# Subwoofer Pioneer Super Viejo



## SrJenkins (May 12, 2011)

Hola amigos , mi padre ha traido a casa un subwoofer pioneer , que debe ser como de los 90's jajaja , en realidad suena bien , aun no lo he puesto en una casa pues necesito las especificaciones , para saber como armar la caja , el ampli , etc... en el iman del sub , solo me sale que la impedancia es 4 Ω , pero de watts no se especifica , tiene el modelo y numero de serie , pero no se cual es cual XD asi que adjunto unas fotos del subwoofer , espero que alguien pueda ayudarme con lo que pido , saludos


----------



## pandacba (May 12, 2011)

Como sabes que es sub wofer? si no has dado con los datos del mismo?


----------



## SrJenkins (May 12, 2011)

porque primero que nada responde MUY BIEN los bajos , distinto a un woofer normal , segundo la suspension neumatica de los bordes es muy ancha para ser un cono normal , la bobina tambien lo es , por eso tiene un cubrebobina grande y el cono se mueve mucho mas hacia adelante que un cono normal , aparte en donde va la bobina , un poco mas arriba el cono tiene ventilaciones ( 4 orificios) que no he visto en conos normales de tan poco tamaño , y tambien que en esos tiempos no se fabricaban altavoces con suspensiones neumaticas , todos tenian como zigzag el borde , y se podia romper facilmente , es por eso que creo que es subwoofer , ( de auto , por los 4 ohms )


----------



## pandacba (May 12, 2011)

En los 70's,80's,90's los Woffer eran asi, respondian muy bien a los bajos porque esa era su misión, ese es un parlante que se llama de suspensión acustica y se colocaba en un bafle, que se llama infinito, que esta todo cerrado no hay entrada de aire, y la ventilación era tan simplemente para refrigerar la bobina....

La moda, impuesta ha echo cambiar las cosas de nombre y modificar otras, para enmascara la mala calidad de muchas otras, y muchos se embarcan en las modas sin siquiera informarse un poquito, en esos años, se utilzaba un woofer de suspensión acústica, un buen rango medio y un tweter, hoy el rango medio no importa y los agudos menos, todo debe ser baja frecuencia, lo lamentable del caso que el sonido no es solo baja frecuencia, lo malo de solo baja frecuencia a altos niveles, es la perdida del oido y de alteraciones fisiológicas, ya que al tener tanta energia al impacatar en el cuerpo se superponen a las biofrecuencias, causando diversos trastornos irreversibles

Si ese parlante se prueba al aire sin una   caja cerrada se dañara y quedar inutilzado


----------



## SrJenkins (May 12, 2011)

* [INSTRUCCIÓN DADA A] En el hilo sobre el subwoofer Pioneer, ¿para qué servía la ventilación del parlante según pandacba?

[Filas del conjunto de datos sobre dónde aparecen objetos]
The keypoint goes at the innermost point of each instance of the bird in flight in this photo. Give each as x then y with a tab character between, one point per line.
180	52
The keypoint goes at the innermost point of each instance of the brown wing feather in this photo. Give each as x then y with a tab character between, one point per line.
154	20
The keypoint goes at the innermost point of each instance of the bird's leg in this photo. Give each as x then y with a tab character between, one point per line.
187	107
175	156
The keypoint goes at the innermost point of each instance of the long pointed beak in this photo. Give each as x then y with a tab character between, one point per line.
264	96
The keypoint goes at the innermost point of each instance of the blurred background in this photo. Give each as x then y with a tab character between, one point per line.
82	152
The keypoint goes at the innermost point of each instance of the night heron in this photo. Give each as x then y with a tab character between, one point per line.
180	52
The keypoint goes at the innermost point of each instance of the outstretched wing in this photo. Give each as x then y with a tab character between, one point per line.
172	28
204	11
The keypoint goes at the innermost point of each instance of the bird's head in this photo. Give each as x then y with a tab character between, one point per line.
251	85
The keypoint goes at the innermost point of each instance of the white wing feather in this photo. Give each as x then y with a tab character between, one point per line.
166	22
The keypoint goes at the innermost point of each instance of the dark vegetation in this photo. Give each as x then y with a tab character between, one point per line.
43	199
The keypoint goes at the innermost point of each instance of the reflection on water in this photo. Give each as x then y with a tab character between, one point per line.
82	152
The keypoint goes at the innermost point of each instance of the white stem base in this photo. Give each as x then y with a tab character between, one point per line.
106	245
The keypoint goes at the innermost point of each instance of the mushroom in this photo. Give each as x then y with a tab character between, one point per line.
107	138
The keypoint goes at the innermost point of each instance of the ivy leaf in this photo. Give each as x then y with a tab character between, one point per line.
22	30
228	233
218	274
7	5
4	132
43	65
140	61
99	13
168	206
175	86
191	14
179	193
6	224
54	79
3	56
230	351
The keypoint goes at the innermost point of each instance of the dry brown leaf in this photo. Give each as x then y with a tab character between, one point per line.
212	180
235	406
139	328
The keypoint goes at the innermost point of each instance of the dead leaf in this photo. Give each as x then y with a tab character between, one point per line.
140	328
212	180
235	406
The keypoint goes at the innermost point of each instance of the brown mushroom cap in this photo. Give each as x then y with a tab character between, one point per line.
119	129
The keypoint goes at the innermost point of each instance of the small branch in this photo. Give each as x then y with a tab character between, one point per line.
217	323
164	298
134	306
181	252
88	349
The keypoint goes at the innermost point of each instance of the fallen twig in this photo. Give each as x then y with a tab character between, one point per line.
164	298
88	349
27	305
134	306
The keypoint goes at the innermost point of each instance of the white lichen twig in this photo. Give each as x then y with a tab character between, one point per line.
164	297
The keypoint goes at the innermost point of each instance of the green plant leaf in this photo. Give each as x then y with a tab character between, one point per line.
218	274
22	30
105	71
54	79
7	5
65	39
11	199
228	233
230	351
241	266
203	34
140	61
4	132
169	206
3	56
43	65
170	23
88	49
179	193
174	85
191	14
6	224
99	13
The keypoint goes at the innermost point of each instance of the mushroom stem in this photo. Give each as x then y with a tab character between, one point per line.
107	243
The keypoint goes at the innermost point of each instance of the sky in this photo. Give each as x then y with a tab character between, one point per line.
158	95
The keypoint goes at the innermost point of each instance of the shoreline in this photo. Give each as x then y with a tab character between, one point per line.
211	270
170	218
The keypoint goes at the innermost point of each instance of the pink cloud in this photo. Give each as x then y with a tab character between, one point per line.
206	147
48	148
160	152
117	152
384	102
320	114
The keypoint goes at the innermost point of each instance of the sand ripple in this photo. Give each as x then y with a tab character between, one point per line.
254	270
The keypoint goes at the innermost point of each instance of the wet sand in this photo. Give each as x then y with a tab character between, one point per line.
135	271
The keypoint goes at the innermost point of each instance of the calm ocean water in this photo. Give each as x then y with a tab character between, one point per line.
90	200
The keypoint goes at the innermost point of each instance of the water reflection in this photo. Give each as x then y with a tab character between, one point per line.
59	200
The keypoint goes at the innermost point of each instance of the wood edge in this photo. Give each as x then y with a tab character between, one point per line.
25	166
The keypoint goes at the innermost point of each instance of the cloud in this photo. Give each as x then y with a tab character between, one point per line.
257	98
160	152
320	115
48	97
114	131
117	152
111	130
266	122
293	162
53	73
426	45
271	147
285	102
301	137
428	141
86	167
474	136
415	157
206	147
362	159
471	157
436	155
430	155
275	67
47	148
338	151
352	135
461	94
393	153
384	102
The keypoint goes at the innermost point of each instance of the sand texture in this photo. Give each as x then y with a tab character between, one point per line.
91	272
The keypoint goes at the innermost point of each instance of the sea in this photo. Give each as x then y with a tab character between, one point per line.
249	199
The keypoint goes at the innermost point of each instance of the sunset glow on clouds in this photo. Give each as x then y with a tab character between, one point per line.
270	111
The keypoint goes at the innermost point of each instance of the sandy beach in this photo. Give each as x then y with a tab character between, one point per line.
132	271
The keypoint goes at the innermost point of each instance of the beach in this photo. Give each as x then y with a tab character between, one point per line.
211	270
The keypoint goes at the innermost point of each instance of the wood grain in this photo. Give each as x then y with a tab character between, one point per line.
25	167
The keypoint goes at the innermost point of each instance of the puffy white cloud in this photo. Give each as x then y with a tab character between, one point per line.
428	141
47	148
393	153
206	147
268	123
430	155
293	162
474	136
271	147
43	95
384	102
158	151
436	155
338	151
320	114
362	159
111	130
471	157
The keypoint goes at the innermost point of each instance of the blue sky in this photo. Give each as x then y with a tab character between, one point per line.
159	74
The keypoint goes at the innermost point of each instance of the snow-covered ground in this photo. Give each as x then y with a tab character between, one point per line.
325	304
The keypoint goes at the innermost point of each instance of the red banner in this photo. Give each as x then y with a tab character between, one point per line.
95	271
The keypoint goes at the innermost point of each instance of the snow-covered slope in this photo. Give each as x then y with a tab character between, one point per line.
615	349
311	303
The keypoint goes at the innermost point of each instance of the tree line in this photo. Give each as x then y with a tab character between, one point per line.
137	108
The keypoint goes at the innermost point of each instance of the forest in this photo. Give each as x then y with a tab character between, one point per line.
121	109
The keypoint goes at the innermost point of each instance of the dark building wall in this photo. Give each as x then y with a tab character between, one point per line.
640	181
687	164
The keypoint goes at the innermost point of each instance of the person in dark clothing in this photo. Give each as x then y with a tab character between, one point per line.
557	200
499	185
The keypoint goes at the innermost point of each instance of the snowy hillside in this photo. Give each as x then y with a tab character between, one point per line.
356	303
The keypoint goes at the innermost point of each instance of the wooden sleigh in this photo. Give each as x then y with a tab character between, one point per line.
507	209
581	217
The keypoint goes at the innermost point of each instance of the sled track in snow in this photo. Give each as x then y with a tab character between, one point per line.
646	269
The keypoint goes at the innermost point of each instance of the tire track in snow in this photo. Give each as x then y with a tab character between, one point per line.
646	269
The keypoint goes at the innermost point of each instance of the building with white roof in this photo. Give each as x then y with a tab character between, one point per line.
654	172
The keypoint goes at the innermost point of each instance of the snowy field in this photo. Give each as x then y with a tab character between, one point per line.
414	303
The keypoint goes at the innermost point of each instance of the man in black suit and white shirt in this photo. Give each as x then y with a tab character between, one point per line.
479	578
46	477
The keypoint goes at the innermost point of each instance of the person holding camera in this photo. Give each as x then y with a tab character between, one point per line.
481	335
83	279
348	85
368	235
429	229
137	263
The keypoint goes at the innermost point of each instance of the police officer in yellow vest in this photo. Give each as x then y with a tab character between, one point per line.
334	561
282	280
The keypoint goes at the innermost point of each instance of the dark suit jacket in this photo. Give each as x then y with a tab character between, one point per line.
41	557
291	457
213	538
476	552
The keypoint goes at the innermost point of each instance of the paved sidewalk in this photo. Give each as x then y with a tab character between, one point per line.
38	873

* [INSTRUCCIÓN DADA B] Identifica y copia cada línea del listado que contenga la palabra "feather".

* [RESPUESTA ESCRITA A] Para refrigerar la bobina.

* [RESPUESTA ESCRITA B]
The keypoint goes at the innermost point of each instance of the brown wing feather in this photo. Give each as x then y with a tab character between, one point per line.
The keypoint goes at the innermost point of each instance of the white wing feather in this photo. Give each as x then y with a tab character between, one point per line.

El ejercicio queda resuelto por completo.